**SUPPLIED PASSAGE:**
##############################

Hi Sean,

Seems I was wrong, that makes total sense now that you exposed it, looked a
"too good" feature to me, but seems is not that easy.

By the way, how does "schemas" really work for Riak Search? I went back and
read the documentation but didn't see a real difference from using the
default schema.

Thanks!
Alex


On Fri, Aug 29, 2014 at 3:36 PM, Sean Cribbs <s...@basho.com> wrote:

> Alex,
>
> In short, no, you can't create custom types through schemas. Schemas
> currently only refer to Riak Search 2.
>
> We would love that too, but it hasn't happened yet. The problem is not
> conceiving of a data type but making its behavior both sensible and
> convergent in the face of concurrent activity or network partitions.
> For instance, say that two tweets come in around the same time. Who
> goes first in the "stack" you described? How can multiple independent
> copies reason about which ones to drop from the bottom of the stack to
> keep it bounded to 100? What happens if a replica is separated from
> the others for a while and has really stale entries, is it valid to
> serve those to a user? What happens when one replica pushes an element
> and another one pops it at the same time?

##############################

**OBJECTIVE 1:**
Locate each line in the entries below that contains the word "pole" and copy those lines out.
**OBJECTIVE 2:**
Carry on the Riak email thread from the point where it stops.

**GIVEN ENTRIES:**
##############################

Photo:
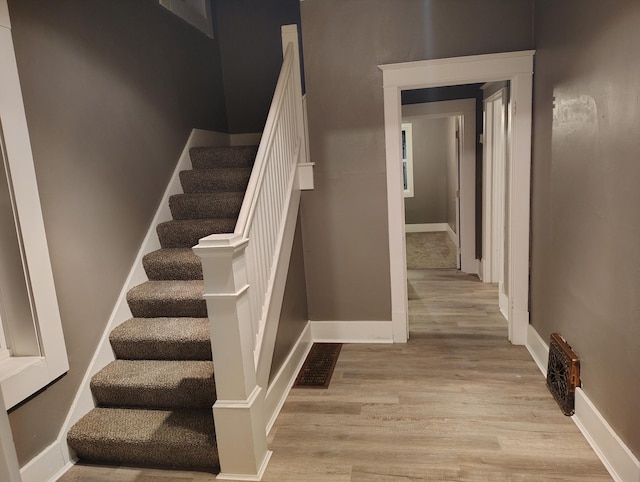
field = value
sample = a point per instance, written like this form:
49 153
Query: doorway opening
515 67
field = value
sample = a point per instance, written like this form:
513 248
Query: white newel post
239 411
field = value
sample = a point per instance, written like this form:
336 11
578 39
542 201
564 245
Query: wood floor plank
458 402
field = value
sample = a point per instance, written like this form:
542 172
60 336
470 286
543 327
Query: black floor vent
563 373
318 367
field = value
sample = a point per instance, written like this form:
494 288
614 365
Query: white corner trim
453 236
622 465
614 454
83 401
352 331
425 228
286 376
48 465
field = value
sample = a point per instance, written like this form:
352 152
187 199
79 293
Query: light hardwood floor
458 402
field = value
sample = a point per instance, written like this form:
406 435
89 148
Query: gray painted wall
111 90
585 222
345 218
294 316
430 154
251 52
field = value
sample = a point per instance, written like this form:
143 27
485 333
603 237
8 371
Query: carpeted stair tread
162 339
215 180
186 233
172 264
155 384
211 157
164 438
206 205
175 298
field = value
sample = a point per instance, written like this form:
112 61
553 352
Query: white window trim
21 377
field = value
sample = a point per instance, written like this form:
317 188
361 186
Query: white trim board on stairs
283 381
57 458
612 451
352 331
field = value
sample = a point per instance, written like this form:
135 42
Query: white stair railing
242 272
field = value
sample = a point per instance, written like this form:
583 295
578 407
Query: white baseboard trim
425 228
283 381
615 455
538 349
352 331
48 465
83 401
622 465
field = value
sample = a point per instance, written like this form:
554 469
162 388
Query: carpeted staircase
153 403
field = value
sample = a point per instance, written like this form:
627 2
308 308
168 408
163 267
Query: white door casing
515 67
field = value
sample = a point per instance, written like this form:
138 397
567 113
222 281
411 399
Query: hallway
458 402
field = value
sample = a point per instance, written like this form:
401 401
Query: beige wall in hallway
111 92
345 217
431 153
585 280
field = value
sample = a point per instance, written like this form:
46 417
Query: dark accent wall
251 49
294 315
585 275
345 227
112 90
453 92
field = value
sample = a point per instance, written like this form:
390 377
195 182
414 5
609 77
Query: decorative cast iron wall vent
563 373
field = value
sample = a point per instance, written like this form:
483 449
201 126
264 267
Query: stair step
162 339
155 384
172 264
186 233
159 299
211 157
206 205
164 438
215 180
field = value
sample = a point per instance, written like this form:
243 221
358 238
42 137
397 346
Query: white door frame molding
516 67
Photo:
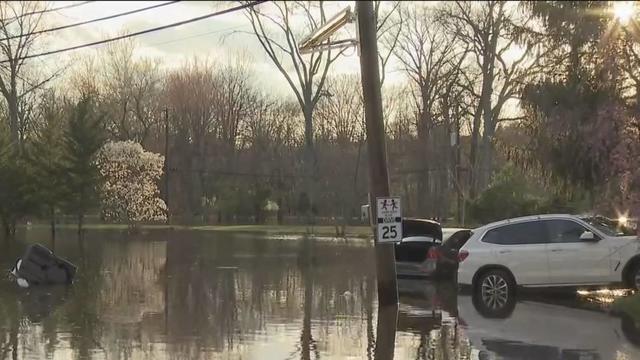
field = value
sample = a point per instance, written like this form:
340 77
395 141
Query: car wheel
634 277
494 294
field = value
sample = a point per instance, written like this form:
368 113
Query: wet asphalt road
196 295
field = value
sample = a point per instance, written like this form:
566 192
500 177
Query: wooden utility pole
166 161
378 175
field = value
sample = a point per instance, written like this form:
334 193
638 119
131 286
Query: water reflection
180 295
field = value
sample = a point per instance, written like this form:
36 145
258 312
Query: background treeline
496 109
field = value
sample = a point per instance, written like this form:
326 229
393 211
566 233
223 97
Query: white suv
548 251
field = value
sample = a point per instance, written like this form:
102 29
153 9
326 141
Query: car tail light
462 254
433 253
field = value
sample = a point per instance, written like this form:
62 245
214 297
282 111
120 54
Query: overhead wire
47 10
138 33
68 26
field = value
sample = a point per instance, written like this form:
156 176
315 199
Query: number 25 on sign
389 220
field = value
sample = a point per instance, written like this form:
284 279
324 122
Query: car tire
494 294
633 279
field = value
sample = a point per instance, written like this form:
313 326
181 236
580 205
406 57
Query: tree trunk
310 164
80 224
473 156
53 227
14 120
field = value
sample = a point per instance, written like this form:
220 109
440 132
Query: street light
317 40
623 11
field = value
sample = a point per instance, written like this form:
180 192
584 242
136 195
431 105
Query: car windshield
609 227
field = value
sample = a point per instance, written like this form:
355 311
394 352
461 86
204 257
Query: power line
210 15
46 11
197 35
239 174
90 21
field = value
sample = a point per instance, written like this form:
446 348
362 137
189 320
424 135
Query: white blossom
130 192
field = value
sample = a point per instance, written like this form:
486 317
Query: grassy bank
350 231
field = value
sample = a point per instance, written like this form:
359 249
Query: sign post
389 219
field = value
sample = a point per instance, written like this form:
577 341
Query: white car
547 251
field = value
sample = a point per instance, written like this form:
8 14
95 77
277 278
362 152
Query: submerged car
548 251
417 254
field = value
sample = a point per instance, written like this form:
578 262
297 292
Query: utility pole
460 199
166 161
378 174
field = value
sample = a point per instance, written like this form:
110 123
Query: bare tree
18 22
340 114
278 34
431 60
131 89
389 25
490 31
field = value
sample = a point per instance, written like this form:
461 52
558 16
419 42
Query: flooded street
199 295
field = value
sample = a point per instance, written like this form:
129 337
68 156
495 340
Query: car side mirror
588 236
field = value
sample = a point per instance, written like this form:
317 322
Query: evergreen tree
16 187
83 137
45 160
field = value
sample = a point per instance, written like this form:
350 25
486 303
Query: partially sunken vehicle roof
421 227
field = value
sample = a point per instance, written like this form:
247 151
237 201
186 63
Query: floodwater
199 295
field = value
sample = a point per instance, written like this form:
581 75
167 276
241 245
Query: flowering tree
129 191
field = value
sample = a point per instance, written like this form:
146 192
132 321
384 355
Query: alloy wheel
495 291
636 279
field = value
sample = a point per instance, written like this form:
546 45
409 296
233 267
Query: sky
216 38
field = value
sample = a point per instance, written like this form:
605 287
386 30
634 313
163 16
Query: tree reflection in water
186 295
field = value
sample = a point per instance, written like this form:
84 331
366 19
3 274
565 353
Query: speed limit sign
389 216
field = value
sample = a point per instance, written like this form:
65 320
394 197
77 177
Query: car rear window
457 240
414 227
532 232
412 251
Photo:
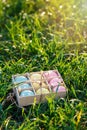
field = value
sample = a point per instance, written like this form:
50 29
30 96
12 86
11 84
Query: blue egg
27 93
20 79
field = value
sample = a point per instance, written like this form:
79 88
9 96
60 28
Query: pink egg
50 74
61 89
55 89
55 81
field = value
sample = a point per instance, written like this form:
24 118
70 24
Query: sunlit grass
43 35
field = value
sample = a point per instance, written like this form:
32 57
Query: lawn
40 35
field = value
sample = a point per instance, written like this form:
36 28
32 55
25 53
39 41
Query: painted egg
36 77
26 93
19 79
42 91
23 86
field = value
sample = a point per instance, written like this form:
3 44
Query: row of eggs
53 78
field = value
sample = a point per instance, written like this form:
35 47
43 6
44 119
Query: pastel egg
19 79
50 74
61 89
37 85
36 77
42 91
55 89
55 81
26 93
23 86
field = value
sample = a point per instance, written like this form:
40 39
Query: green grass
43 35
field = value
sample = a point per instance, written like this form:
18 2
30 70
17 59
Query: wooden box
39 85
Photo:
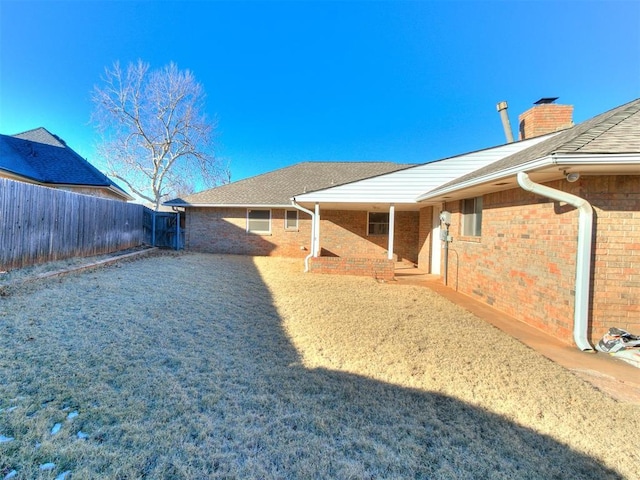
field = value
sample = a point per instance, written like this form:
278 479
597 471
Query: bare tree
155 137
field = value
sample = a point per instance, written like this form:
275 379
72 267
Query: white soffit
404 186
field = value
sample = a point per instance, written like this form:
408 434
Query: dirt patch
205 366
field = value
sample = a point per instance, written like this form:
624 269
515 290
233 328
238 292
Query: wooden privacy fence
39 224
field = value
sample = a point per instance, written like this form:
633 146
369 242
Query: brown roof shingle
614 131
277 187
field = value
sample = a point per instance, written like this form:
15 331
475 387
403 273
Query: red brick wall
223 230
424 238
524 262
545 118
343 233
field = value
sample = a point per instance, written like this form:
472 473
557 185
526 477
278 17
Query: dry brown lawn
206 366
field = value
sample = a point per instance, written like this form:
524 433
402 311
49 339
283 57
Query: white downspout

##############################

**EXERCISE RESPONSE 1:**
Query: wooden utility pole
Query: utility pole

**EXERCISE RESPONSE 2:**
>
> These sound like they might be trivial problems, but they are
> incredibly hard to reason about in the general case. You have to
> reason about the ordering of events, the scope of their effects, and
> decide on a least-surprising behavior to expose to the user. Although
> we have given a pretty familiar/friendly interface to the data types
> shipping in 2.0, their behavior is strictly different from the types
> you would use in a single-threaded program in local memory.
>
> On Thu, Aug 28, 2014 at 4:47 PM, Alex De la rosa
> <alex.rosa....@gmail.com> wrote:
> > Hi there,
> >
> > Correct me if I'm wrong, but I think I read somewhere that custom
> data-types
> > can be created through schemas or something like that. So, apart from
> > COUNTERS, SETS and MAPS we could have some custom defined ones.
> >
> > I would love to have a STACKS data-type that would work like a FIFO
> stack,
> > so I could save the last 100 objects for some action. Imagine we are
> > building Twitter where millions of tweets are sent all the time, but we
> want
> > to quickly know the last 100 tweets for a user. Imagine something like:
> >
> > obj.stacks['last_tweets'].add(id_of_last_tweet)
> >
> > IN: last_tweet ---> STACK_OF_100_TWEETS ---> OUT: older than the 100th
> goes
> > out
> >
> > Is this possible? If so, how to do it?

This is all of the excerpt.